# Task brief
Reproduce every one of the entries below line for line, with no changes.

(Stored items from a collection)

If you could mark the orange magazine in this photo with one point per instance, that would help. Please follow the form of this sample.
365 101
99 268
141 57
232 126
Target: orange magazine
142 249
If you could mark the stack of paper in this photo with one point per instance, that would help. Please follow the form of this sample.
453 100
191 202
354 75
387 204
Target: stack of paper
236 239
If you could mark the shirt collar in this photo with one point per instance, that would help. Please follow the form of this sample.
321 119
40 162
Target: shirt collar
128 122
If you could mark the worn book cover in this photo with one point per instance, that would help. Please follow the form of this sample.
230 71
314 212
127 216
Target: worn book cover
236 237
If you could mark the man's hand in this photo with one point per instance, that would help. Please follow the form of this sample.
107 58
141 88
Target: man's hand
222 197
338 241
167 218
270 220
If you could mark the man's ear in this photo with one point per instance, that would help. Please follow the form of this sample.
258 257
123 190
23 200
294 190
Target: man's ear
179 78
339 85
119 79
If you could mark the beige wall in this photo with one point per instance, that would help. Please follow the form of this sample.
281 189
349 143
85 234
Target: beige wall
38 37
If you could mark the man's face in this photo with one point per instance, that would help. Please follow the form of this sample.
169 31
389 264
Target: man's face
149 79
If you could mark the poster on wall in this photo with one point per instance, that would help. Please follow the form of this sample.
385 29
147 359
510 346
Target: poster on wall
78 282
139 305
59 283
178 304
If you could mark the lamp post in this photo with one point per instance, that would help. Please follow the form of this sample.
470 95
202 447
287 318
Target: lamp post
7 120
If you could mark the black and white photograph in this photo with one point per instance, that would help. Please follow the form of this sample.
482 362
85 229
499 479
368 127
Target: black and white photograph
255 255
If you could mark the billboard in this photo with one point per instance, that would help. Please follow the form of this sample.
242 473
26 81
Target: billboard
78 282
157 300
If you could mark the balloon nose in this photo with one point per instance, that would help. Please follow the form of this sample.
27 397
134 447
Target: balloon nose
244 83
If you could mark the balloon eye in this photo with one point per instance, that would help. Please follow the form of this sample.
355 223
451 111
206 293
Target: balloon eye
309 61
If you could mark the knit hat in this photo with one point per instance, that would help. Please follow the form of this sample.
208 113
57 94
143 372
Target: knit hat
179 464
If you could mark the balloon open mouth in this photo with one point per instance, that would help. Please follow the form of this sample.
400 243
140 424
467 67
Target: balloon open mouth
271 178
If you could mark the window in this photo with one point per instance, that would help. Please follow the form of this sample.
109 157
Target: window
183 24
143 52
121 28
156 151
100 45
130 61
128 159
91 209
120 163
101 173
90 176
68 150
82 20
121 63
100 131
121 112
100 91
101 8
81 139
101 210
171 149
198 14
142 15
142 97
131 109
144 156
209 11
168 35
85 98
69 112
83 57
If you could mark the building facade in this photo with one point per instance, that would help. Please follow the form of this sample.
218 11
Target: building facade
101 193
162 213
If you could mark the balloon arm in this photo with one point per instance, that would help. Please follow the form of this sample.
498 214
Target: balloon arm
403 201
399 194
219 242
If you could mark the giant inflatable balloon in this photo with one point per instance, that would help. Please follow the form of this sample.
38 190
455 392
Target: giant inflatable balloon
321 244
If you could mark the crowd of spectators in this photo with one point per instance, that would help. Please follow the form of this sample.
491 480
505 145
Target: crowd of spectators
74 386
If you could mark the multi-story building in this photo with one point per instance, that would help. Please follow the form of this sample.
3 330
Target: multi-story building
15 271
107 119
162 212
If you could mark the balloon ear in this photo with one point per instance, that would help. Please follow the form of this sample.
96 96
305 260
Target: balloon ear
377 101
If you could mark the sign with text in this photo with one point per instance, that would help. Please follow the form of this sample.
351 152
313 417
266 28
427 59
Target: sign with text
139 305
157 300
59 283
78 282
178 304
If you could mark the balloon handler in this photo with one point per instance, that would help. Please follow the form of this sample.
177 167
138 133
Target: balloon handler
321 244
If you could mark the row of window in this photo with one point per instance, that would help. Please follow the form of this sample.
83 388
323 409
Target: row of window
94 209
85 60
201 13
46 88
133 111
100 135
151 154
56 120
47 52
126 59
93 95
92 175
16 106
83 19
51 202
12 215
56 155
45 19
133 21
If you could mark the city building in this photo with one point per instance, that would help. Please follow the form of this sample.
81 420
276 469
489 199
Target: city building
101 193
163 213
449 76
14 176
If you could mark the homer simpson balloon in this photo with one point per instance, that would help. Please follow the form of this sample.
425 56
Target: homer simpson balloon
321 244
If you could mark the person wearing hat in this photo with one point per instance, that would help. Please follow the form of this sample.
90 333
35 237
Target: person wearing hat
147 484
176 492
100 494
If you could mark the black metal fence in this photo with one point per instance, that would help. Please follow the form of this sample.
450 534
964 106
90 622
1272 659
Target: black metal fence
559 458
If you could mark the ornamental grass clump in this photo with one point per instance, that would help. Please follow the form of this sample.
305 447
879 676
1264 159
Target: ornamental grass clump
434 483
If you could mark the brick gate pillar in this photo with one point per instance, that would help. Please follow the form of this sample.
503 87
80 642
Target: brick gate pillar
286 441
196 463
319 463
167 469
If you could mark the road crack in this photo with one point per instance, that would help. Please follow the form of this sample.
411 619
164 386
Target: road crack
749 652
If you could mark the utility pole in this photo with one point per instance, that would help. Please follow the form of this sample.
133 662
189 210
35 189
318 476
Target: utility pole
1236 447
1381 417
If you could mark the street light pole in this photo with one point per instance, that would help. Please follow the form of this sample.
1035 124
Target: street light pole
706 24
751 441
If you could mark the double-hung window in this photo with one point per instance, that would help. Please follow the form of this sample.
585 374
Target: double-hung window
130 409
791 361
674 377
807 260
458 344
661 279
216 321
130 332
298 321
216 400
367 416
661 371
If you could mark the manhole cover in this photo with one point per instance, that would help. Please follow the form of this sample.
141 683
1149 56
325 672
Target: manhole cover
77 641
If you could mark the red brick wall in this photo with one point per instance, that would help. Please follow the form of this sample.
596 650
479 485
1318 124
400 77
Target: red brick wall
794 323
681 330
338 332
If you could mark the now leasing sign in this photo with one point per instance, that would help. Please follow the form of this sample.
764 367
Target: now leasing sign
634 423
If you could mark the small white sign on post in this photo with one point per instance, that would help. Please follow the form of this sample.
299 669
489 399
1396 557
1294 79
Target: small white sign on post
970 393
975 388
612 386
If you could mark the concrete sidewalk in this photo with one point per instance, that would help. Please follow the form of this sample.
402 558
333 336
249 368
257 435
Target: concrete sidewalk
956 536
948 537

# Correct answer
If you could mark the orange magazine in this photo with one point per instance, that would help. Please follow the form of this sample.
365 101
99 268
141 57
232 126
Target: orange magazine
142 249
If you could mark the stack of paper in this photo with one point per instance, that would help. Please follow the form of this sample.
453 100
191 202
354 75
387 204
Target: stack of paper
236 239
If you could mark the shirt collar in this photo with one point per instance, that would help. Please follow the form of this sample.
321 119
40 162
Target: shirt collar
128 122
If you could mark the worn book cover in this photo with one point per instance, that would help. Please follow the form of this sample.
230 71
314 212
127 216
Target: worn book cover
236 237
If you could mark the man's hand in this photo with one point per instance, that would help. Please follow the form of this sample.
107 58
141 88
Target: man's hand
222 197
338 241
167 218
270 220
If you could mark the man's ear in this photo with one point per instance, that would help. Please follow the form of this sample.
258 257
123 190
23 200
294 190
Target: man's ear
179 78
339 85
119 79
If you could mark the beige wall in this photo with one point per instance, that would help. Please follow the form of this sample.
281 189
349 143
85 234
Target: beige wall
38 37
If you could mark the man's face in this photo with one point per instance, that would help. Please follow the form of this sample.
169 31
389 264
Target: man's face
149 79
If you could mark the poster on wall in this photo with one point per instance, that would help. Please follow the form of this sample.
385 29
147 359
510 346
Target: poster on wall
78 282
139 305
59 283
178 304
If you could mark the lamp post in this photo with one point per instance, that would help. Please follow the form of this sample.
470 95
202 447
287 318
Target: lamp post
7 120
If you could mark the black and white photograph in this photo with one point per instance, that would help. Please follow the form of this sample.
482 362
85 229
499 479
368 127
Target: black and white photograph
255 255
If you could mark the billboard in this photo with one point per instance, that would help. Please follow the form of this sample.
242 473
26 81
Target: billboard
78 282
157 300
If you could mark the balloon nose in this photo with one point per instance, that would help. Please follow the form of this sample.
27 397
134 447
Target: balloon nose
244 83
If you could mark the balloon eye in this photo with one point per instance, that would help. Please follow the form of this sample.
355 223
451 111
206 293
Target: balloon eye
309 61
If you could mark the knit hat in this photo with one point per instance, that would help. Please follow the form of this sample.
208 113
57 94
143 372
Target: knit hat
179 464
If you could mark the balloon open mouth in this photo with one point per instance, that would help. Please follow the form of this sample.
400 243
140 424
467 67
Target: balloon open mouth
271 178
If you could mark the window in this photo with one point per instance, that would help. Please follow the form of this sample.
109 157
Target: window
183 24
143 52
121 28
156 151
100 45
130 61
128 159
91 209
120 163
101 173
90 176
68 150
82 20
121 63
100 131
121 112
100 91
101 8
81 139
101 210
171 149
198 14
142 15
142 97
131 109
144 156
209 11
168 35
85 98
69 112
83 57
If you could mark the building facade in this photo with one point per instance, that would help. Please follow the form of this sample.
218 11
Target: building facade
101 193
162 213
If you could mark the balloon arm in this photo with one point per instance, that would help. Please follow the form of this sample.
498 214
Target: balloon arm
403 201
399 194
219 242
If you could mark the giant inflatable balloon in this photo with one point per instance, that would help. Please follow the form of this sample.
38 190
455 392
Target: giant inflatable balloon
321 244
If you could mark the crowd of spectators in this photo with one point per instance, that would help. Please follow the form of this sample.
491 480
505 145
Target: crowd of spectators
74 386
If you could mark the multi-story building in this photo with one point per instance, that would help. Please follow the form of this sample.
3 330
Target: multi-story building
15 271
107 119
162 212
If you could mark the balloon ear in this photo with one point per instance, that would help. Please follow the form of this sample.
96 96
305 260
Target: balloon ear
377 101
If you could mark the sign with text in this photo with one point per instance, that would help. Please follow the form of this sample.
351 152
313 417
266 28
427 59
Target: sign with text
139 305
157 300
59 283
78 282
178 304
If you could mark the balloon handler in this photo with one point per instance, that would help. Please follow the form of this sample.
177 167
138 133
Target: balloon handler
321 244
If you could mark the row of window in this photo with one point per instance, that would help. Please follow the form of this sample.
83 388
323 409
Target: row of window
94 209
85 60
201 13
46 88
133 111
100 135
151 154
56 120
47 52
126 59
93 95
92 175
16 106
83 19
51 202
12 215
56 155
45 19
133 21
If you could mark the city building in this photo with one point per instance, that would help. Please follow the form of this sample.
81 420
276 469
489 199
Target: city building
101 193
163 213
449 76
14 176
If you could mark the homer simpson balloon in this photo with one point per instance, that would help. Please follow the form of this sample.
425 56
Target: homer simpson balloon
321 244
If you could mark the person wearing hat in this photo with one point per instance, that would help. Please follow the form of this sample.
90 333
35 237
Target: person wearing hat
147 484
176 492
100 494
If you could mark the black metal fence in this photo with one point per instance, that would help. Please follow the form of this sample.
450 534
964 106
90 622
1272 659
Target: black metal fence
559 458
If you could mark the ornamental grass clump in this photo with one point per instance, that would help. Please follow the form of this sample.
305 447
879 676
1264 159
Target: ornamental grass clump
434 483
If you could mark the brick gate pillar in this photo with one point per instance, that would help. Please follow the form of this sample.
503 87
80 642
Target: brick gate pillar
286 441
196 463
319 463
167 469
If you could mark the road crack in this photo with one point per instance, that would help. Please follow the form of this sample.
411 619
164 386
Target: road crack
749 652
If you could mark the utility pole in this photo with one point per instance, that would help. Please follow the form of this sample.
133 662
189 210
35 189
318 476
Target: utility pole
1236 447
1381 417
If you could mark the street light pole in this photo with one point per instance, that would help. Please follow the form of this sample.
1035 124
Target: street light pole
706 24
751 441
If you could mark the double-hung window in this photo with one point per instance, that would help. Please follow the form of this sample.
585 374
Target: double-hung window
130 409
791 361
674 377
807 260
458 344
661 279
216 321
130 332
298 321
216 400
367 416
661 371
If you could mark the manhole cover in this photo with one point per instance, that would help. Please follow the form of this sample.
141 683
1149 56
325 672
Target: manhole cover
77 641
If you could mark the red brick wall in this photo with one point per instance, that would help. Please follow the form of this sample.
596 650
479 485
1318 124
400 77
Target: red brick wall
794 323
681 330
338 332
If you could mark the now leasing sign in this photo with one point per instance, that would help. Please follow the form of this sample.
764 367
Target: now leasing sign
634 423
If you could mark the small white sign on post in this photo with one point per instance, that would help. Please follow the form of this sample.
299 669
489 399
1396 557
1294 79
Target: small white sign on post
970 393
975 388
612 386
If you could mark the concrete sidewalk in this photo with one point per instance, that would help. Please follow the form of this sample.
402 558
333 336
249 368
257 435
Target: concrete sidewalk
956 536
948 537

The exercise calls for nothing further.